▶ **PROBLEM**
Transfer the records from the line with "In this exercise you will label the green foliage" up to and including the end of the records, keeping the requests and adding 37 to every coordinate value in the answers. Leave the pictures out of your answer.

▶ **MATERIAL TO PROCESS**
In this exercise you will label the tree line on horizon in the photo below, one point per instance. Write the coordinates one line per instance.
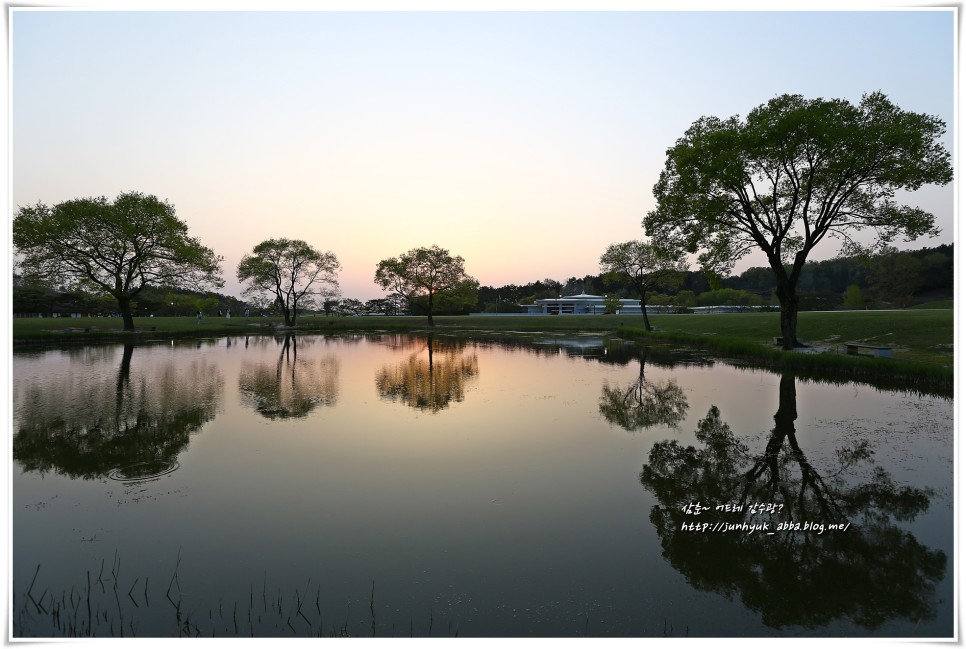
(792, 173)
(894, 279)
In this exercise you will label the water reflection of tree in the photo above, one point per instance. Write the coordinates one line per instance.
(871, 573)
(429, 382)
(292, 386)
(88, 428)
(643, 404)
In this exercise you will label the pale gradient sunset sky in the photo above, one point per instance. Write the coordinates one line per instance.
(524, 141)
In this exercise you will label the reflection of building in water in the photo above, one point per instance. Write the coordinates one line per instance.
(430, 382)
(87, 429)
(291, 386)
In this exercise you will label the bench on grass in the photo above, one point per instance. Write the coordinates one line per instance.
(881, 351)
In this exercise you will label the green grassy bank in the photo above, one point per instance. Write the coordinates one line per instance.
(922, 340)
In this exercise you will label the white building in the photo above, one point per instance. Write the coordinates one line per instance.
(580, 304)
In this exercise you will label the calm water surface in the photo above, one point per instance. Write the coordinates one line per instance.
(397, 485)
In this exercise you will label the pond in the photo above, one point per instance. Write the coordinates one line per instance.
(520, 486)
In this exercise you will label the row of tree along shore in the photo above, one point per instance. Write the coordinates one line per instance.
(791, 174)
(890, 280)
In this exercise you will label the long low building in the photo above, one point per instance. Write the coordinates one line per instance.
(580, 304)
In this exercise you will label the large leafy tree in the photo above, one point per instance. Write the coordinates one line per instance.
(421, 274)
(645, 266)
(792, 173)
(292, 273)
(115, 248)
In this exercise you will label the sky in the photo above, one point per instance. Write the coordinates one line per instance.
(524, 141)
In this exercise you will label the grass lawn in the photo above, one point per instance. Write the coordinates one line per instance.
(916, 335)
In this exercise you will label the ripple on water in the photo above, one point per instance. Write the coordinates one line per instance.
(143, 470)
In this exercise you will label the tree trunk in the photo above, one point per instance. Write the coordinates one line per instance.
(647, 323)
(124, 306)
(788, 299)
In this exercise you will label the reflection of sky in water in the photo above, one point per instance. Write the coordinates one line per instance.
(519, 495)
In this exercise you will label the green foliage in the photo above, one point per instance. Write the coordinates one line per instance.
(792, 173)
(728, 297)
(853, 298)
(113, 248)
(612, 302)
(422, 274)
(645, 267)
(291, 273)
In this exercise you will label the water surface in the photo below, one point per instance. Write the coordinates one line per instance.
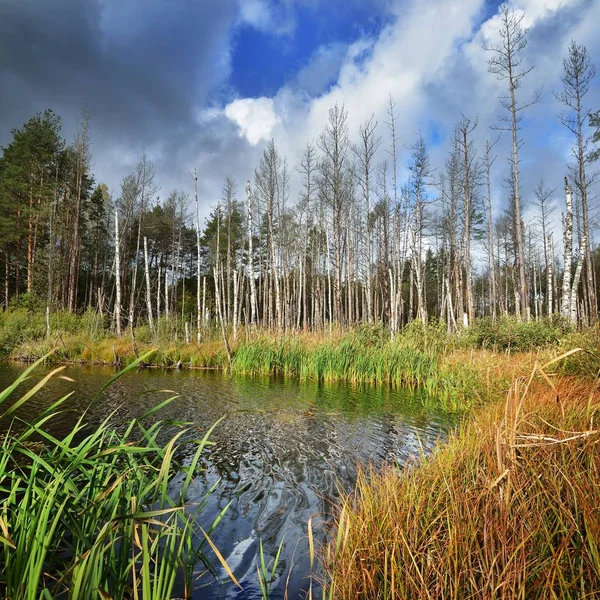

▶ **TASK RESULT**
In this exercise you will label the green foliage in the photo above, one point per instance. Write the coordinates one line per instance.
(829, 210)
(765, 334)
(890, 335)
(150, 285)
(649, 339)
(459, 311)
(682, 304)
(328, 310)
In this exercise you will label the water surface in the photo below, one point per instance. Write the coordinates one line per instance.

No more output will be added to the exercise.